(Referring expression data)

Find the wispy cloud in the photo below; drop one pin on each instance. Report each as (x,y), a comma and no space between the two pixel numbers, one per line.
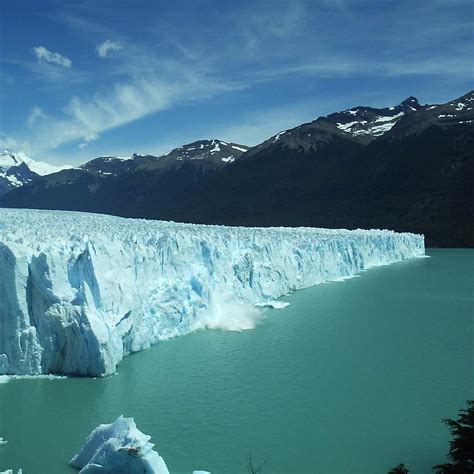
(107,46)
(85,119)
(44,54)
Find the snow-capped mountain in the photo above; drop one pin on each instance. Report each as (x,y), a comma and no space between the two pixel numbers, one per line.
(17,169)
(359,124)
(216,151)
(369,123)
(408,167)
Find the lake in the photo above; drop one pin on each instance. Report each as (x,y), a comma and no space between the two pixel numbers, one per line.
(352,377)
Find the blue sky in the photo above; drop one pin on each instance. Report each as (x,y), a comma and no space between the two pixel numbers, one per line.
(80,79)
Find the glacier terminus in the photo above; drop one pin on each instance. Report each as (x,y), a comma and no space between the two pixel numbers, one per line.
(79,292)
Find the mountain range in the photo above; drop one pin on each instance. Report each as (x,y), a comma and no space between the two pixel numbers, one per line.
(409,168)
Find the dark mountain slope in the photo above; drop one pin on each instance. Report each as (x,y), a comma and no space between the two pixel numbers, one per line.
(407,168)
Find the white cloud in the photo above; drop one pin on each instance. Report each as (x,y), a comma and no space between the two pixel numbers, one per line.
(35,115)
(104,48)
(84,119)
(44,54)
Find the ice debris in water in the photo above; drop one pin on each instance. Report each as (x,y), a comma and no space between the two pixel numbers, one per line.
(81,291)
(119,448)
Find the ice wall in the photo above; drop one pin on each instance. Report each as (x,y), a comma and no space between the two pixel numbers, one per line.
(78,292)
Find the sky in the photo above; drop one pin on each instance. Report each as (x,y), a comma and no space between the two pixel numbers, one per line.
(81,79)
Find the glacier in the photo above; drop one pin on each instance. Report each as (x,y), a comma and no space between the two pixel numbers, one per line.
(119,447)
(79,292)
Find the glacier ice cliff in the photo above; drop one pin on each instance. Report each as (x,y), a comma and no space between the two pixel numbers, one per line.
(119,448)
(78,292)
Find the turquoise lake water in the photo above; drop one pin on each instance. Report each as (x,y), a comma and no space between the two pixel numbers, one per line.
(352,377)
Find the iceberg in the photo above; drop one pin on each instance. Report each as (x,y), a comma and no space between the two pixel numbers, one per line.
(79,292)
(116,448)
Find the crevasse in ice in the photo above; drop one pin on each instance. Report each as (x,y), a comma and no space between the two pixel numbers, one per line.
(78,292)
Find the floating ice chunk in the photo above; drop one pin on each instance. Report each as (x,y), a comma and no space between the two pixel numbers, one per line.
(119,448)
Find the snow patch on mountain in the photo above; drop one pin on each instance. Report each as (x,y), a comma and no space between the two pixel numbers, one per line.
(81,291)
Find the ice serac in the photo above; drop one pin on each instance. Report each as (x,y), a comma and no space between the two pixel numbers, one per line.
(119,448)
(78,292)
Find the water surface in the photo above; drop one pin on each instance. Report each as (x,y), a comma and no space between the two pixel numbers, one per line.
(352,377)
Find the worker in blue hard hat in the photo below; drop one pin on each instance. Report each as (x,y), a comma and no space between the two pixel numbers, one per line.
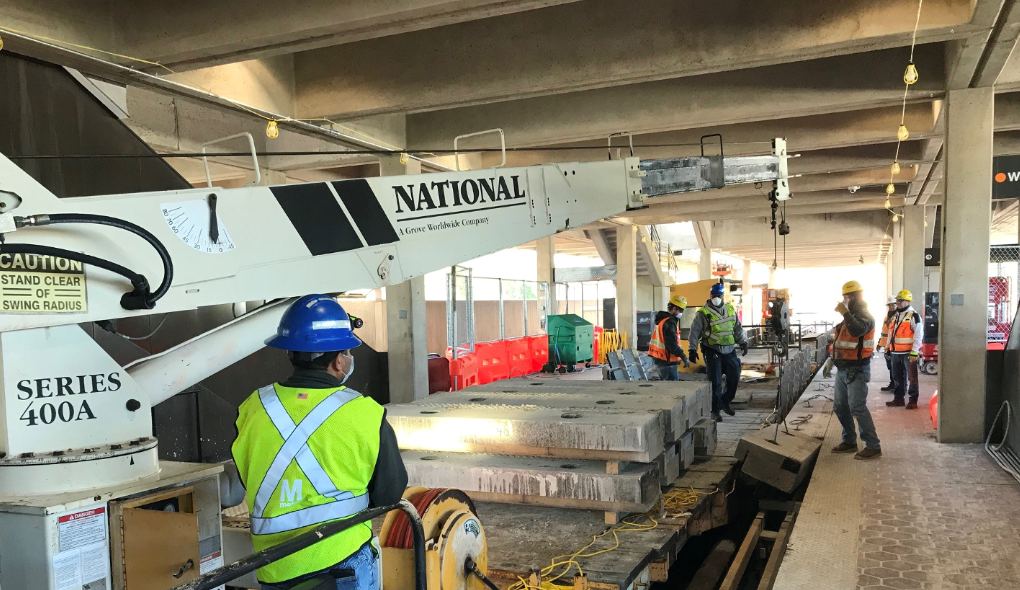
(310,450)
(718,331)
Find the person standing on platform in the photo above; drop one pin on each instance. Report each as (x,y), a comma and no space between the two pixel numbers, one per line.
(665,344)
(853,345)
(883,340)
(906,334)
(719,333)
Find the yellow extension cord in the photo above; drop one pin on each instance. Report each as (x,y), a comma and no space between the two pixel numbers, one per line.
(674,503)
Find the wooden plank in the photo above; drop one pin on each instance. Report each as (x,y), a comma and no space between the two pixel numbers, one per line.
(778,551)
(744,554)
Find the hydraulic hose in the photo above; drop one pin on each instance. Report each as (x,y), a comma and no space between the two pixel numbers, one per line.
(141,297)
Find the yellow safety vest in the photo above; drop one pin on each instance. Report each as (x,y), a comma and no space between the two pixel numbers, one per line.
(306,457)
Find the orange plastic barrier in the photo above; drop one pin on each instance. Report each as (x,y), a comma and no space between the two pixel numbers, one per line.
(519,354)
(494,362)
(540,352)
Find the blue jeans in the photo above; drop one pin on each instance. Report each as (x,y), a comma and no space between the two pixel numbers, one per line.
(851,401)
(904,377)
(719,365)
(359,572)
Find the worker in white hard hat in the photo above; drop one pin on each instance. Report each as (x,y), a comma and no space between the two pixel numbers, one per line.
(853,345)
(883,340)
(665,344)
(906,334)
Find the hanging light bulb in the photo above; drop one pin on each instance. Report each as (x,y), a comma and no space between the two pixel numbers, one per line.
(910,76)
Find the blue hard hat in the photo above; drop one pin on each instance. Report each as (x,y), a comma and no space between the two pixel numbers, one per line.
(314,324)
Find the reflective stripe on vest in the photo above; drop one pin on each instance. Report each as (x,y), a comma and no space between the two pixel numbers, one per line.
(847,347)
(720,328)
(657,346)
(295,448)
(902,334)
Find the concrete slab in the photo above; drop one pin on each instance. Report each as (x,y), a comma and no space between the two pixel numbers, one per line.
(783,463)
(670,405)
(545,482)
(528,431)
(706,437)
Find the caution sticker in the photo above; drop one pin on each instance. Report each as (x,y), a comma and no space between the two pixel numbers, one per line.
(35,284)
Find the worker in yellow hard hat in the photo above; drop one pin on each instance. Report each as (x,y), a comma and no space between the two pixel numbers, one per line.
(664,347)
(906,333)
(853,344)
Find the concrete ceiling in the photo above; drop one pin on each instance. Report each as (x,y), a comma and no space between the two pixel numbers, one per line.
(563,74)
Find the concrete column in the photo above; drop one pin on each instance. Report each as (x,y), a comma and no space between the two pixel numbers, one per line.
(547,269)
(913,253)
(897,262)
(964,299)
(749,304)
(626,282)
(405,312)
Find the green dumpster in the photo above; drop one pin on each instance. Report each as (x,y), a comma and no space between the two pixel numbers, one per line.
(571,340)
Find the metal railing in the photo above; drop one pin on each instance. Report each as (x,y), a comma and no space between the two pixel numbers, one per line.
(240,568)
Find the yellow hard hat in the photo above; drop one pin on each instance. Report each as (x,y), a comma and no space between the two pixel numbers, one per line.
(852,287)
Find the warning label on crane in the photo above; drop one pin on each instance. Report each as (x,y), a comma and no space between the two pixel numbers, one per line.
(37,284)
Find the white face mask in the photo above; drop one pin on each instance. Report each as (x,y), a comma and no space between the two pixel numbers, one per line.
(350,371)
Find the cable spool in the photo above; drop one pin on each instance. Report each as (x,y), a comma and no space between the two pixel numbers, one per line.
(453,534)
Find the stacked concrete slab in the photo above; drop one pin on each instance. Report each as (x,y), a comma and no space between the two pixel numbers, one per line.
(596,445)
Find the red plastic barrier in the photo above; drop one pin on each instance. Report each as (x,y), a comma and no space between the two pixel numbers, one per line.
(494,363)
(540,352)
(519,355)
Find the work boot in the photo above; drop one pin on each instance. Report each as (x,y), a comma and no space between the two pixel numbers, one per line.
(867,453)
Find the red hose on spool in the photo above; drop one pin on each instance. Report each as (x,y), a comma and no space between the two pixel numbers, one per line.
(401,536)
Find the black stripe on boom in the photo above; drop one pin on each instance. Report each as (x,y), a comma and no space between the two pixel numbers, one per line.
(318,217)
(366,211)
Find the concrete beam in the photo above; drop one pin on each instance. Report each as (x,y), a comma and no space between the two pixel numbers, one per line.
(837,84)
(230,31)
(399,75)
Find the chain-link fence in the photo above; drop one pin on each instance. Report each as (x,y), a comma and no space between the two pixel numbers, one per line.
(1004,277)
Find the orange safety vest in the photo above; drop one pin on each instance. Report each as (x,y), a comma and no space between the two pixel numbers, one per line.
(847,347)
(657,346)
(903,334)
(885,332)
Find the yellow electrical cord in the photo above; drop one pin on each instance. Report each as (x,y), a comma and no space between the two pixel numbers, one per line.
(675,503)
(195,86)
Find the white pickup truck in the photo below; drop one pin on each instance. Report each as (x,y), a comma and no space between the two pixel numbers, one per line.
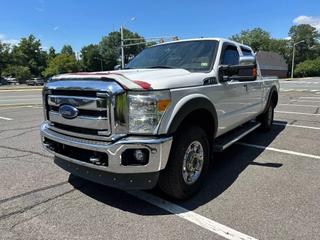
(159,121)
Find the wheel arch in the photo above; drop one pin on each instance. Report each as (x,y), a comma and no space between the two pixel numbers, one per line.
(195,109)
(272,98)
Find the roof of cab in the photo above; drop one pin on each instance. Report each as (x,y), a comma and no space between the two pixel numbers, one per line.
(206,39)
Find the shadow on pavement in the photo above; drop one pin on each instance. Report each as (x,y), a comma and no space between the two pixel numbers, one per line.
(223,172)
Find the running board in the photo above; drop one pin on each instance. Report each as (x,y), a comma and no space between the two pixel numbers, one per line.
(226,140)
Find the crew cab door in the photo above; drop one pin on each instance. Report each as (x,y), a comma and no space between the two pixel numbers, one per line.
(254,90)
(233,95)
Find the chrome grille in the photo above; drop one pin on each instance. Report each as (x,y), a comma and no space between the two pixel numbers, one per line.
(95,101)
(92,122)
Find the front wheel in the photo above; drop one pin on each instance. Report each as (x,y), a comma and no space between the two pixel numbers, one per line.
(188,163)
(266,119)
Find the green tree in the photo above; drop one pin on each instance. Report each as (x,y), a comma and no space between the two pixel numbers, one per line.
(91,60)
(28,53)
(110,47)
(62,63)
(310,36)
(21,73)
(257,38)
(280,46)
(51,53)
(67,50)
(308,68)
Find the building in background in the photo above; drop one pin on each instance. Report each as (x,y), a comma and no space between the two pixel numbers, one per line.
(272,64)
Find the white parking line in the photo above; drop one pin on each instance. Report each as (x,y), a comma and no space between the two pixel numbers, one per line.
(308,114)
(19,99)
(298,105)
(193,217)
(7,119)
(303,101)
(318,98)
(279,150)
(297,126)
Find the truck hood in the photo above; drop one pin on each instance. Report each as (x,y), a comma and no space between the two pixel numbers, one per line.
(143,78)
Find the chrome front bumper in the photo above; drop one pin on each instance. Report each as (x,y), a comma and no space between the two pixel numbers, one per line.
(159,149)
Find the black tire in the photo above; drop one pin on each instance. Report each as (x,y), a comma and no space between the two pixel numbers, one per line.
(171,180)
(266,119)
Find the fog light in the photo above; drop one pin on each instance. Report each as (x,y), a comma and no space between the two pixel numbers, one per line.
(139,155)
(135,157)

* **PROBLEM STATEMENT**: The answer must be the lines from the one containing "Find the shadow" through the last line of the records, written out exactly; please include nothing more.

* **WRITTEN ANSWER**:
Find the shadow on pavement in the photo above; drop one pin on each instance. Report each as (x,y), a comma and no space between the two pixel numbers, one per line.
(223,172)
Find the running board in the photo above; drop one pin on each instance. Report each as (x,y), a comma and no space between the two pixel numbers, one per line.
(226,140)
Find the crew cab door in the photo above; drop one pin on each instance. Report each as (x,y), a comma and no space between the two pixel numbers, one per line.
(254,90)
(233,95)
Find the chrome grille in the photo above; drop one pin on each instance. Report each as (x,y), a comma and no space between the two pixel numbers, one per line.
(95,101)
(92,122)
Find the front wheel in the photo above; drop one pin on each instance. Report each as (x,y), a comma and no space between the two pixel numbers, one per line.
(188,163)
(266,119)
Find the green tree in the photo above; drop one pin on each instance. Report each as (x,y), a comma and no space between the two pixel numbers, one per line.
(91,60)
(28,53)
(110,47)
(62,63)
(310,36)
(21,73)
(257,38)
(280,46)
(51,53)
(67,50)
(308,68)
Find the building in background in the photo above; drop one pin on each instance. Report each as (x,y), a comma and no space between the two pixel numbers, one per line.
(272,64)
Find the white parking line in the photo above; drop one pin on each instance. Report each as (x,y), a comma and no space between the two pixel numbers, one per line.
(308,114)
(19,99)
(298,105)
(193,217)
(7,119)
(303,101)
(318,98)
(279,150)
(297,126)
Find the truck hood in the photo above; drop one pin on each instance. Report each as (x,y), a comma and no space between the two pixel numbers, one per line.
(143,78)
Find the chrome front bumper in the photo above; drop one pin on each instance. Report each as (x,y), a comma and no space between the two pixel numbers, one per line.
(159,149)
Find the black tire in the photo above; drop one pin on each instance. Report each as (x,y), a comma and no space between the two pixel numbers, one per line.
(171,180)
(266,119)
Find the fog light in the photo above; drop one pin on each instance. Report each as (x,y), a comma and no space between the two pixel numbers, one per line.
(139,155)
(135,157)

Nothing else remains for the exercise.